* 提示文
╔══
日常のすぐ隣に潜む嘘の恐ろしさを痛感します。現代社会の闇を映し出すような題材(ストーカー、技能実習生問題、SNSトラブルなど)が選ばれているため、他人事とは思えない生々しい怖さが読後にじわじわと広がります。

定年退職した元刑事の平良正太郎が主人公という設定が秀逸で、現役時代とは異なる、一歩引いた視点から事件の真相に迫るその姿も魅力的でした。捜査権限はありませんが、人間関係の機微や、些細な言動の裏に隠された真意を深く洞察していく過程にはリアリティがあり、まさに「安楽椅子探偵」のようでした。

高評価なポイント

  • 読後にじわじわと広がる不快感やゾワゾワ感がクセになる!?
╚══
* 課題
1. 次の(a)〜(c)がそれぞれ提示文の内容と一致するかを判断し、「はい」か「いいえ」で答えよ。あわせて、判断の根拠となる語句を提示文から一字も変えずに引用せよ。
(a) 主人公は定年退職した元刑事である。
(b) 主人公は捜査権限を持っている。
(c) 題材の一つにSNSトラブルがある。
2. 提示文のうち、「日常のすぐ隣に潜む嘘の恐ろし」から始まり「安楽椅子探偵」のようでした。」で終わる部分を、一字も変えずに出力せよ。

* 抽出資料
╔══
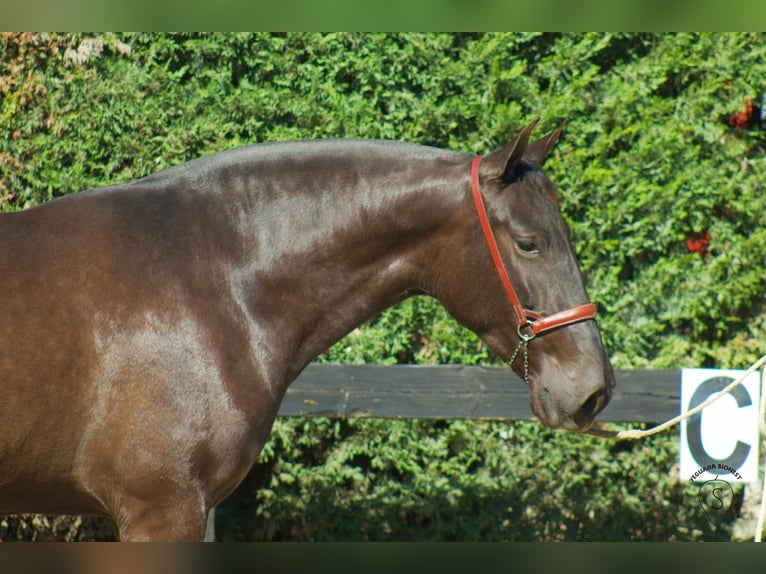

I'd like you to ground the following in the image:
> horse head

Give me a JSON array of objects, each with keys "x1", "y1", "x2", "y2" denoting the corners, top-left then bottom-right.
[{"x1": 437, "y1": 121, "x2": 614, "y2": 431}]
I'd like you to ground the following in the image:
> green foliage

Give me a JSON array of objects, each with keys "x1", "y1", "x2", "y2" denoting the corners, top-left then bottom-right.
[
  {"x1": 218, "y1": 419, "x2": 742, "y2": 541},
  {"x1": 0, "y1": 33, "x2": 766, "y2": 540}
]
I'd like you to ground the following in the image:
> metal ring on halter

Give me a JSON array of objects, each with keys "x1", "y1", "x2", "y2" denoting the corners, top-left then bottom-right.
[{"x1": 516, "y1": 319, "x2": 537, "y2": 343}]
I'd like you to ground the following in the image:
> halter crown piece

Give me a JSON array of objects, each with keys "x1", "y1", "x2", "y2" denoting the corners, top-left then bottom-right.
[{"x1": 471, "y1": 156, "x2": 596, "y2": 384}]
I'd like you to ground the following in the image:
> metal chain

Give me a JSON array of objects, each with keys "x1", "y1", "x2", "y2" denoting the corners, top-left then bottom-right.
[{"x1": 508, "y1": 337, "x2": 531, "y2": 385}]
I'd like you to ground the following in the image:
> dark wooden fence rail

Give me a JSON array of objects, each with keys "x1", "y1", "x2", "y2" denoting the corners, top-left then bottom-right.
[{"x1": 279, "y1": 363, "x2": 681, "y2": 423}]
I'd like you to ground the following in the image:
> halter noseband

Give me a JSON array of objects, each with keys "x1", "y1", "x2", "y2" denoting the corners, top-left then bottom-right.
[{"x1": 471, "y1": 156, "x2": 596, "y2": 384}]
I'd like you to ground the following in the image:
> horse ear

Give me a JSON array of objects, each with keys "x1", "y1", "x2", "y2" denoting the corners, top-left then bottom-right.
[
  {"x1": 524, "y1": 122, "x2": 566, "y2": 165},
  {"x1": 481, "y1": 118, "x2": 540, "y2": 181}
]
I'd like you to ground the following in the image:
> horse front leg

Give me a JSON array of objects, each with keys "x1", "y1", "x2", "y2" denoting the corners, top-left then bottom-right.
[{"x1": 114, "y1": 489, "x2": 213, "y2": 542}]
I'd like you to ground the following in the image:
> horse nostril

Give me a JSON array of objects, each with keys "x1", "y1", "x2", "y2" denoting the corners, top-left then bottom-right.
[{"x1": 574, "y1": 389, "x2": 607, "y2": 427}]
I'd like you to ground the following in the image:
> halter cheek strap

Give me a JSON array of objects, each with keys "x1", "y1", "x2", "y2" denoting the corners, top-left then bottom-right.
[{"x1": 471, "y1": 156, "x2": 596, "y2": 342}]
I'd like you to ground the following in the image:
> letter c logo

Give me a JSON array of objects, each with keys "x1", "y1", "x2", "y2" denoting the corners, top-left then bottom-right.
[{"x1": 686, "y1": 377, "x2": 753, "y2": 469}]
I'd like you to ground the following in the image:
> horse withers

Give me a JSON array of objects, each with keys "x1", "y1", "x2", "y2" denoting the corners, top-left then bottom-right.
[{"x1": 0, "y1": 122, "x2": 614, "y2": 540}]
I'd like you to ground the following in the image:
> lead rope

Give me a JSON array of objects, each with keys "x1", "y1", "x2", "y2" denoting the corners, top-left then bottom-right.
[{"x1": 584, "y1": 354, "x2": 766, "y2": 542}]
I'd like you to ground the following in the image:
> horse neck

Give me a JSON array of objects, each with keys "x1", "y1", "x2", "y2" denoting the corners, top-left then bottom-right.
[{"x1": 222, "y1": 143, "x2": 468, "y2": 383}]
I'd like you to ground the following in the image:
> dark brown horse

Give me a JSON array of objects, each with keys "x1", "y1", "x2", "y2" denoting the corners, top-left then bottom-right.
[{"x1": 0, "y1": 119, "x2": 614, "y2": 540}]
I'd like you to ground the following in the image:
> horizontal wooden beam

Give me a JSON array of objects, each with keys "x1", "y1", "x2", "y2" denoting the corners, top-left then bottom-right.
[{"x1": 279, "y1": 363, "x2": 681, "y2": 423}]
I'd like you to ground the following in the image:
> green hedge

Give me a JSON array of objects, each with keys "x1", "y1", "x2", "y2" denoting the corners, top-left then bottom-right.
[{"x1": 0, "y1": 33, "x2": 766, "y2": 540}]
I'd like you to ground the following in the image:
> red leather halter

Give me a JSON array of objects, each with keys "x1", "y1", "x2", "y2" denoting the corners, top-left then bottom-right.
[{"x1": 471, "y1": 156, "x2": 596, "y2": 344}]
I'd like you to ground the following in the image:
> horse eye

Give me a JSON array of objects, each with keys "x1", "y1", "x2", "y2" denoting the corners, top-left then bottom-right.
[{"x1": 516, "y1": 237, "x2": 540, "y2": 255}]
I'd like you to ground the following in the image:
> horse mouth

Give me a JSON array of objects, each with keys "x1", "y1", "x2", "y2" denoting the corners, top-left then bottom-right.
[{"x1": 530, "y1": 387, "x2": 611, "y2": 432}]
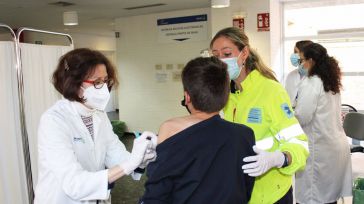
╚══
* 課題の解答
1.
(a) はい。「定年退職した元刑事の平良正太郎が主人公」
(b) いいえ。「捜査権限はありませんが」
(c) はい。「ストーカー、技能実習生問題、SNSトラブルなど」

2.
日常のすぐ隣に潜む嘘の恐ろしさを痛感します。現代社会の闇を映し出すような題材(ストーカー、技能実習生問題、SNSトラブルなど)が選ばれているため、他人事とは思えない生々しい怖さが読後にじわじわと広がります。

定年退職した元刑事の平良正太郎が主人公という設定が秀逸で、現役時代とは異なる、一歩引いた視点から事件の真相に迫るその姿も魅力的でした。捜査権限はありませんが、人間関係の機微や、些細な言動の裏に隠された真意を深く洞察していく過程にはリアリティがあり、まさに「安楽椅子探偵」のようでした。